-- Begin DOCUMENT PASSAGE --
It wasn't always like this. Remember when the Republican party wanted to keep government out of America's bedrooms? Despite the American people's increasing and matter-of-fact acceptance of gays and lesbians, this GOP gay witch hunt has only seemed to increase in its intensity, becoming even more shrill and more embarrassing.

We were once again given a strong reminder of this at Elena Kagan's confirmation hearings, when Republican senators hosted a four day-long attack on the nominee based on one issue--her opposition to Don't Ask, Don't Tell, the anti-gay policy that is not only overwhelmingly unpopular across the political spectrum, but is unlikely to even be on the books by this time next year.

This line of attack was catnip for the GOP because it provided a too tempting mix of three Republican stock favorites: provoking resentment of gay people, accusing Democrats of being anti-military, and insinuating the existence of an Ivy League East Coast Elite Conspiracy. With so many critically important issues facing the country and the world, this Republican obsession came off as a ridiculous hot mess of intolerance and irrelevance.

The actual accusation that the GOP levied at Kagan--that she was somehow hostile to the military because she set up an alternate location for military recruitment at Harvard Law School in order to accommodate both the school's non-discrimination policy and military recruiters--was widely discredited and absolutely denied by many Harvard Law students who readily found military jobs during Kagan's tenure.
-- End DOCUMENT PASSAGE --
-- Begin ROWS --
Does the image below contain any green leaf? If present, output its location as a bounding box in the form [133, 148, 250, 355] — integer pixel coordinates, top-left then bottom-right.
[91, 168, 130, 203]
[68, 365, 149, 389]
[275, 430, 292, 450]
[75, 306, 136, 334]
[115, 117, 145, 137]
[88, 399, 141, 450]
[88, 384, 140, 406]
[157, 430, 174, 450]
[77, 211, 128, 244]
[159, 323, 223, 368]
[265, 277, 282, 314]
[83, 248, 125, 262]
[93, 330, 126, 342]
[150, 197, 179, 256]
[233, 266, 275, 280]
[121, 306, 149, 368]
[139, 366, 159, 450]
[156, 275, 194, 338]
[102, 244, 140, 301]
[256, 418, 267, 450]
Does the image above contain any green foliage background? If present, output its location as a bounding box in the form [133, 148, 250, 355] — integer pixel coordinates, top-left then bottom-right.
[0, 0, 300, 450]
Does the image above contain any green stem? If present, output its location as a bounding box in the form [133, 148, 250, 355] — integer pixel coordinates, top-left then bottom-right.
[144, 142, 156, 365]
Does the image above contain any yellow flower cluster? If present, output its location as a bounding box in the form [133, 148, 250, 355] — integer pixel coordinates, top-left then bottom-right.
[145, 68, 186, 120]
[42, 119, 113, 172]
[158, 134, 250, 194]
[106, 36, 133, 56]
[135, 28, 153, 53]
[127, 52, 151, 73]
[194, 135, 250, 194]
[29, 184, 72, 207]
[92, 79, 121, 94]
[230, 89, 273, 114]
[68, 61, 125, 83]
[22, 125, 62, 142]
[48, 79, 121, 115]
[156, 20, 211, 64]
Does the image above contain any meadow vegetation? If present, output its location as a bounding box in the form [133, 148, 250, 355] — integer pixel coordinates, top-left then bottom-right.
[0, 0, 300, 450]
-- End ROWS --
» GIVEN REQUEST 1: In the passage on Elena Kagan's confirmation hearings, how long did the Republican senators' attack on the nominee last?
» GIVEN REQUEST 2: Continue the commentary on the Republican attack at Elena Kagan's confirmation hearings, picking up after its final paragraph.

» WRITTEN RESPONSE 1: It lasted four days.

» WRITTEN RESPONSE 2:
Yet Republicans in the Senate were fixated on the Pro-Gay, Pro-Harvard, Anti-Military axis. Sen. Jeff Sessions, the leading Republican on the committee, spent the majority of his time at the hearings badgering Kagan about her actions as dean, and his party brought in three men in uniform--Republican activists who had, it seemed, never actually met Kagan--to testify against her. (This testimony included some ironic exchanges in which the witnesses compared Harvard's military recruiting policy to racial segregation--a comparison that noted civil rights activist Sen. Sessions ate up).

Had they thought about it rationally, the GOP might have chosen another topic. The American people have overwhelmingly rejected discrimination in military service, and Don't Ask, Don't Tell is in the process of being phased out by Congress and the military: Kagan's firm opposition to the policy is solidly in the mainstream, and entirely compatible with support for the armed forces. To most of the country, there are more important issues than the placement of Career Placement at Harvard.

But the Republicans' gay obsession will apparently flourish as long as it can still be sold to a shrinking extreme-right base. When will the Republican rank and file tell their leaders that they are concerned about things other than holding back the tide of progress toward equality?